→ **REQUESTS**:
a. Determine whether each of the following statements agrees with the experiment excerpt below: (i) the distractors were presented via headphones; (ii) latencies from trials with erroneous responses were retained in the analyses; (iii) the standard-deviation restriction excluded 476 responses. Answer yes or no for each and quote the deciding words of the excerpt.
b. Render the following sentence from the experiment excerpt below in Spanish: "The participants were told to ignore what they heard over the headphones because it was irrelevant for the experimental task."

→ **SOURCE EXCERPT**:
________________

Stimuli were presented in E-prime (Psychology Software Tools, Inc., Pittsburgh, PA), and a microphone connected to a voice-key-activated trigger recorded reaction times.³ The distractors were presented via headphones. The participants were told to ignore what they heard over the headphones because it was irrelevant for the experimental task.

Results

Latencies for trials on which an erroneous response was produced were excluded from the analyses.⁴ This restriction excluded 476 responses out of 20,160 (2.4%). Also, for each participant and each condition, latencies that were outside a range of 5 standard deviations centered on the mean for that condition were excluded from the analysis. This restriction excluded 275 responses out of 20,160 (1.4%).

________________

→ **GIVEN RECORDS**:
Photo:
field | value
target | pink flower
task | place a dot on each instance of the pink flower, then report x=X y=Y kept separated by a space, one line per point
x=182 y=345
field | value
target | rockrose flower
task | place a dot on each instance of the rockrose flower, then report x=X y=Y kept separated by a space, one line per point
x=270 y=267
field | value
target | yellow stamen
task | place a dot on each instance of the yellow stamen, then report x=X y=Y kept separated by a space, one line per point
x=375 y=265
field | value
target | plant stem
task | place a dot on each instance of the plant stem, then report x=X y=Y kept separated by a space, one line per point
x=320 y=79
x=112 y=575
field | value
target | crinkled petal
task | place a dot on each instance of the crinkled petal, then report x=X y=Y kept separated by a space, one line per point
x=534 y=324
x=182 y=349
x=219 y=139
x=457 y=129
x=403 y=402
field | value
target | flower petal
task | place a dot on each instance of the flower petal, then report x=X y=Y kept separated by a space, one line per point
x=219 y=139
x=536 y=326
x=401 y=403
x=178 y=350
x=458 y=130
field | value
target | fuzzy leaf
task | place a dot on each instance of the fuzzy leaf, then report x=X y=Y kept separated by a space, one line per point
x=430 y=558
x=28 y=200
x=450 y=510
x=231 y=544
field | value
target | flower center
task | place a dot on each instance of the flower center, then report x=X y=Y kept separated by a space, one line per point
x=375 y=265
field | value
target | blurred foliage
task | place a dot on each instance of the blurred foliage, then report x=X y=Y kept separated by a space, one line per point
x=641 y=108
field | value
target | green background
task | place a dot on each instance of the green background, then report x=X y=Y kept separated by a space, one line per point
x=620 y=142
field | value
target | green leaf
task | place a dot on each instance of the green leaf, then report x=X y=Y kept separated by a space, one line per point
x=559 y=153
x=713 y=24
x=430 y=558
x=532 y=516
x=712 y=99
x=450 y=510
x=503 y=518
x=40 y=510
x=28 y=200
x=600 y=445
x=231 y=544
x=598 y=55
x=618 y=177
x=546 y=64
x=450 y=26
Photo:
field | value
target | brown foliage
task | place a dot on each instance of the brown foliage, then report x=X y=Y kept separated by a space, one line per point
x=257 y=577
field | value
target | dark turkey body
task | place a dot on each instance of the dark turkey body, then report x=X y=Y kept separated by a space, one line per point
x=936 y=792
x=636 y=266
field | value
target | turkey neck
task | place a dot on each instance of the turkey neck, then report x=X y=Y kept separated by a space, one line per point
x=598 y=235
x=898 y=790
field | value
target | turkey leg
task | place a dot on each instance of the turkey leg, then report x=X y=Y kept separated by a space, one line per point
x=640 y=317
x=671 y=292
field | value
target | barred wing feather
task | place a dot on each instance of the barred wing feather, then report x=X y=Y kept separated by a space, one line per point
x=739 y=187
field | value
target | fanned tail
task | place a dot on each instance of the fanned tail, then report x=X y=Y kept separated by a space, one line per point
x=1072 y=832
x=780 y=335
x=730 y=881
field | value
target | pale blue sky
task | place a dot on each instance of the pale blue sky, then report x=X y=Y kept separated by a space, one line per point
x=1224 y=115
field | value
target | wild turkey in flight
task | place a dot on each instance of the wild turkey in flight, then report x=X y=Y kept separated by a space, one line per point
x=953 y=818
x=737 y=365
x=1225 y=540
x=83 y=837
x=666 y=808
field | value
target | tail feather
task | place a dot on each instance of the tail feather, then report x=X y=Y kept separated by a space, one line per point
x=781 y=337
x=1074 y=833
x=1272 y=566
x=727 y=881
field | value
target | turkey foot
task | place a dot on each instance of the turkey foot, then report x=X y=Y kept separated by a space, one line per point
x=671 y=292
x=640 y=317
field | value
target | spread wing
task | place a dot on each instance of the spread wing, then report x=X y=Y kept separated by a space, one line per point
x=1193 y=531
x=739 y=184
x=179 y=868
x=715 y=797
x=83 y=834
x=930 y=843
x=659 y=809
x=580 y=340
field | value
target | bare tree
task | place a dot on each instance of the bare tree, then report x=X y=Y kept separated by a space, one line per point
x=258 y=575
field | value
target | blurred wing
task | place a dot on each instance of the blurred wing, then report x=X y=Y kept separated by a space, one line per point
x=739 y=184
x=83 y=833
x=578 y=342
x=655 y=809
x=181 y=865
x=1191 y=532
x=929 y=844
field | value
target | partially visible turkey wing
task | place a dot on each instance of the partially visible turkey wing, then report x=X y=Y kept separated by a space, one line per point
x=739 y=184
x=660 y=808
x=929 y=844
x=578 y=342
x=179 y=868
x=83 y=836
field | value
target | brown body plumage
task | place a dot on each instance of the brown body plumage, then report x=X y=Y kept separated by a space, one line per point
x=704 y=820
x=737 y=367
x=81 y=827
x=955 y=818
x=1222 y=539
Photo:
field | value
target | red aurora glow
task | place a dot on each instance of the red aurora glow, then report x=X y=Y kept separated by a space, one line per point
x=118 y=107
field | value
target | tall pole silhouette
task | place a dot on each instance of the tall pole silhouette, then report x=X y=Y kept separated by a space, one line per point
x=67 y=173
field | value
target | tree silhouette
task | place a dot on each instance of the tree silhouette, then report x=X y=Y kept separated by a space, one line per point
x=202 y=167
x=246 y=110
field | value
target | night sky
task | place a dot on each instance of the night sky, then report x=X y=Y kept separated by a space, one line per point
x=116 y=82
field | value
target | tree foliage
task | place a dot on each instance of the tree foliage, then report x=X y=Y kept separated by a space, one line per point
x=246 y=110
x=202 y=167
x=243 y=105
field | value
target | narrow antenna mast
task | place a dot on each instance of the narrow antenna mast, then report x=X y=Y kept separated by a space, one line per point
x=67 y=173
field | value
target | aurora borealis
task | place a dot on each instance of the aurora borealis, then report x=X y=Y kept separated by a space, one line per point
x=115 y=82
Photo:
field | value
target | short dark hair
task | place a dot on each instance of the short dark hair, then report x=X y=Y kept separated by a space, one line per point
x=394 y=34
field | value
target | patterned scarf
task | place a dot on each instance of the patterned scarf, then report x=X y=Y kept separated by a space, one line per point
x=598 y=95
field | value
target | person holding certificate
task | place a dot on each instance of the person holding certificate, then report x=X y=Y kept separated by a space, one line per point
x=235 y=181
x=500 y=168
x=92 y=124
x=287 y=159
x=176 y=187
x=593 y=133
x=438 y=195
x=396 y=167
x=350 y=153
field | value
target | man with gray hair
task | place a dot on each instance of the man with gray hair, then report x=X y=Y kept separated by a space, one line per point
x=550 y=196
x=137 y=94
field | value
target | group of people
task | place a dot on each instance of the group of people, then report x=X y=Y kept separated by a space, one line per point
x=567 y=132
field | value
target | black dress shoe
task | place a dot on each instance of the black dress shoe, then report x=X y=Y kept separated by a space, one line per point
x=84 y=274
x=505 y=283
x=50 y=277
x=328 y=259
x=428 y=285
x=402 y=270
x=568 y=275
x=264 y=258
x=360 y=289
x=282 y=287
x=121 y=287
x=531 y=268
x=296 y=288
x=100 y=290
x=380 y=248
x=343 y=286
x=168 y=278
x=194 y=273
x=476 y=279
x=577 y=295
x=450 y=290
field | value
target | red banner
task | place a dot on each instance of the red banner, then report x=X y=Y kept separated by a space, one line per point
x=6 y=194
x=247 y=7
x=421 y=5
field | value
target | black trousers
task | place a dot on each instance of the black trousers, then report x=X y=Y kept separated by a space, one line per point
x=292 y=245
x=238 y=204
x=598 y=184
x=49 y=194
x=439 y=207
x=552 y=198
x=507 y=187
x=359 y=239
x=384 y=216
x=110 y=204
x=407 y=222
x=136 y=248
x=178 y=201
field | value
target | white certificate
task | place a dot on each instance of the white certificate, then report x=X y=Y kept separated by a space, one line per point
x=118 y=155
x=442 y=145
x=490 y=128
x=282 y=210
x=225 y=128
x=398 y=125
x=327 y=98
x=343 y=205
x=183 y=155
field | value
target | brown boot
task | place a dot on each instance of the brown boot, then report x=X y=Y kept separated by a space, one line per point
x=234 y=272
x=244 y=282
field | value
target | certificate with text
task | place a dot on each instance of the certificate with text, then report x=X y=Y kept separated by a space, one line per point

________________

→ **ANSWERS PROVIDED**:
a.
(i) Yes: "The distractors were presented via headphones."
(ii) No: "Latencies for trials on which an erroneous response was produced were excluded from the analyses"
(iii) No: "This restriction excluded 275 responses out of 20,160 (1.4%)."

b. Se indicó a los participantes que ignoraran lo que oían por los auriculares porque era irrelevante para la tarea experimental.